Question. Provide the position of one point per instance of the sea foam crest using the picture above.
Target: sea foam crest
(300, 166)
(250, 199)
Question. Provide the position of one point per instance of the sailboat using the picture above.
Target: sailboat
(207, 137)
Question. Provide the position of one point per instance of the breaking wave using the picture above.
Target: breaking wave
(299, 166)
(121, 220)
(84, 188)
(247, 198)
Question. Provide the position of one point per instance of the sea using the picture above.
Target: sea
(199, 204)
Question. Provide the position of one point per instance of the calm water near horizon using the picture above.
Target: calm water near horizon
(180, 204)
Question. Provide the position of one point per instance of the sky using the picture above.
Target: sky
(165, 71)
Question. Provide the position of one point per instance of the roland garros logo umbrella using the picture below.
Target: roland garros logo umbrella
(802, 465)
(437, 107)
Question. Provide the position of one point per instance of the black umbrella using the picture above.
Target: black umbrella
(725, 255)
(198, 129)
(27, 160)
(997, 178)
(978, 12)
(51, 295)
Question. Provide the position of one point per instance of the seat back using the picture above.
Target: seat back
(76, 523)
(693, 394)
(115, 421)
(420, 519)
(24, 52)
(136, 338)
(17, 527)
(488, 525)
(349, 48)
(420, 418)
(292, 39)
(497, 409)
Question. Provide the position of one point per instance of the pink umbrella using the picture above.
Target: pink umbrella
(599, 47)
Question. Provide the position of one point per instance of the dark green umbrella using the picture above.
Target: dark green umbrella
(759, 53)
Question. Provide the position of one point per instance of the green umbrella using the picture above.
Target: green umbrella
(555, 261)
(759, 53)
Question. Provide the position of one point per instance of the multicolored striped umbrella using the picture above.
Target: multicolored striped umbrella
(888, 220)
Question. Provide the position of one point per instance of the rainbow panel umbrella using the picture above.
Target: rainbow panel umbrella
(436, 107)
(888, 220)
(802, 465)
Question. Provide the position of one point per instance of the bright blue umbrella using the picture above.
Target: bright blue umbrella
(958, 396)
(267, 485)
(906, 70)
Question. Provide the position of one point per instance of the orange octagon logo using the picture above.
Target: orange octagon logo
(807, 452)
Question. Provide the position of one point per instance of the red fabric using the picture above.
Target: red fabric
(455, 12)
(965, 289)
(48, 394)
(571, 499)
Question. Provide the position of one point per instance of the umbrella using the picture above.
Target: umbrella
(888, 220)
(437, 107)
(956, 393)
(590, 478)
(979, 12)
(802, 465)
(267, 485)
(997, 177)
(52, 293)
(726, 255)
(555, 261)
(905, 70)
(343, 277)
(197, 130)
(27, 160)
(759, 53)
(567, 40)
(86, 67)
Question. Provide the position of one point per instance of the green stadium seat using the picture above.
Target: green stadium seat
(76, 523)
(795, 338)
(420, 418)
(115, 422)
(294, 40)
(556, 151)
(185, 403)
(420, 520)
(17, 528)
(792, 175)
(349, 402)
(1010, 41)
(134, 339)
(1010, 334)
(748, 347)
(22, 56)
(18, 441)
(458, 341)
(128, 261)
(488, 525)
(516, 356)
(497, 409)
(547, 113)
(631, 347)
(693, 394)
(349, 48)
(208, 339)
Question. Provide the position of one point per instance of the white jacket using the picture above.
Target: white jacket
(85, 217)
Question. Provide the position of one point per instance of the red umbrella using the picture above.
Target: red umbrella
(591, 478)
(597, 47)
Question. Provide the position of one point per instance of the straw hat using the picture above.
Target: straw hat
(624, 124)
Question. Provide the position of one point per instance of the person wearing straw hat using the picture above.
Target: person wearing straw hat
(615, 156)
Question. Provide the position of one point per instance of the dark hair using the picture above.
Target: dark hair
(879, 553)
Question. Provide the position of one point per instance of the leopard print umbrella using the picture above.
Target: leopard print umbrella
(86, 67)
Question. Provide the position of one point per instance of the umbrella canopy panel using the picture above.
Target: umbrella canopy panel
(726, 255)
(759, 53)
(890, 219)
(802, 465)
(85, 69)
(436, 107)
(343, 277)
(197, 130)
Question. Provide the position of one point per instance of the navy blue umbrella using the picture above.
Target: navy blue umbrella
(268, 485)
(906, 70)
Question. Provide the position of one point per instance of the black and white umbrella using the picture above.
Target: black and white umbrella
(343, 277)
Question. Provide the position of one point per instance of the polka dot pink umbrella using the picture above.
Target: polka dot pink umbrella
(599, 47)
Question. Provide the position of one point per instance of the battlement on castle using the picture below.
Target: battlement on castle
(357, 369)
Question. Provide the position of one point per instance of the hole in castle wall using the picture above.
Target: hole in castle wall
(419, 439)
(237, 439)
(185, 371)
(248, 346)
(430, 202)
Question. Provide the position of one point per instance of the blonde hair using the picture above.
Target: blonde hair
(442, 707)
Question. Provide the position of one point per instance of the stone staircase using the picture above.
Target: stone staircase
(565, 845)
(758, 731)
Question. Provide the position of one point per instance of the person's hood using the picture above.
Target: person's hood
*****
What you are asked to do: Could you quote, exactly as they appear, the line containing "castle using the picture below." and every line after it to the end of the records above?

Exercise response:
Question. Provide the position of one point per instance of the battlement on castle using the picture below.
Target: battlement on castle
(357, 369)
Question. Provide the position of one point per instance of the hole in castle wall using the picture above.
Target: hole in castle wall
(419, 439)
(237, 439)
(185, 371)
(248, 346)
(430, 202)
Question. Provide the position of one point per instance of the blonde hair using the picture above.
Target: blonde hair
(442, 707)
Question. Provide the position of one point per instance of the stone staircase using the picture above.
Target: stone staircase
(565, 845)
(758, 731)
Question. Provide the position of one point per instance of the person's hood using the picture above.
Target: person's hood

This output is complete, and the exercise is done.